Consignes: Réécrivez le passage du document allant de « En quelques mots » jusqu'à « on la connaît. » inclus, en substituant « Facebook » à « Instagram ».

Document:
_ _ _
J’ai été conquise par Virginie Despentes depuis « Baise-moi ». Quand est sorti récemment « Cher connard », je me suis fiée à la 4ème de couverture du roman publié chez Grasset : « Après le triomphe de sa trilogie Vernon Subutex, le grand retour de Virginie Despentes avec ces Liaisons dangereuses ultra contemporaines. » J’ai sans hésitation acheté le bouquin. Déception au point que je me suis demandée si Virginie Despentes, qui avait validé cette 4ème de couverture, avait lu le roman épistolaire de Choderlos de Laclos. Je m’attendais à la manipulation, le complot dont les deux principaux héros sont complices. Rien à voir.

« Cher connard » de Virginie Despentes, Grasset (2022), 352 pages

En quelques mots le pitch du roman :  dès la première page, Oscar, auteur de romans policiers à succès insulte publiquement sur Instagram Rebecca, actrice française de renommée internationale, la traitant de «(…) crapaud. Pas seulement vieille. Mais épaisse, négligée, la peau dégueulasse et son personnage de femme sale, bruyante. La débandade. On m’a appris qu’elle s’était convertie en égérie pour jeunes féministes. L’internationale des pouilleuses a encore frappé(…) ». Commence alors une correspondance entre Oscar et Rebecca qui ne mâche pas ses mots « (… ) Tu es comme un pigeon qui m’aurait chié sur l’épaule en passant. (…) J’espère que tes enfants crèveront écrasés par un camion et que tu les regarderas agoniser sans rien pouvoir faire et que leurs yeux gicleront de leurs orbites (…) » Des mots de la trempe d’une Virginie Despentes en pleine forme comme on la connaît.
_ _ _
Données fournies:
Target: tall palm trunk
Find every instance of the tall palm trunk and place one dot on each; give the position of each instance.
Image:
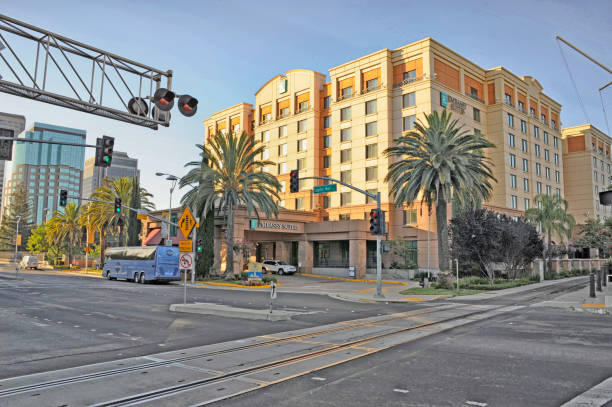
_ _ _
Corrigé:
En quelques mots le pitch du roman :  dès la première page, Oscar, auteur de romans policiers à succès insulte publiquement sur Facebook Rebecca, actrice française de renommée internationale, la traitant de «(…) crapaud. Pas seulement vieille. Mais épaisse, négligée, la peau dégueulasse et son personnage de femme sale, bruyante. La débandade. On m’a appris qu’elle s’était convertie en égérie pour jeunes féministes. L’internationale des pouilleuses a encore frappé(…) ». Commence alors une correspondance entre Oscar et Rebecca qui ne mâche pas ses mots « (… ) Tu es comme un pigeon qui m’aurait chié sur l’épaule en passant. (…) J’espère que tes enfants crèveront écrasés par un camion et que tu les regarderas agoniser sans rien pouvoir faire et que leurs yeux gicleront de leurs orbites (…) » Des mots de la trempe d’une Virginie Despentes en pleine forme comme on la connaît.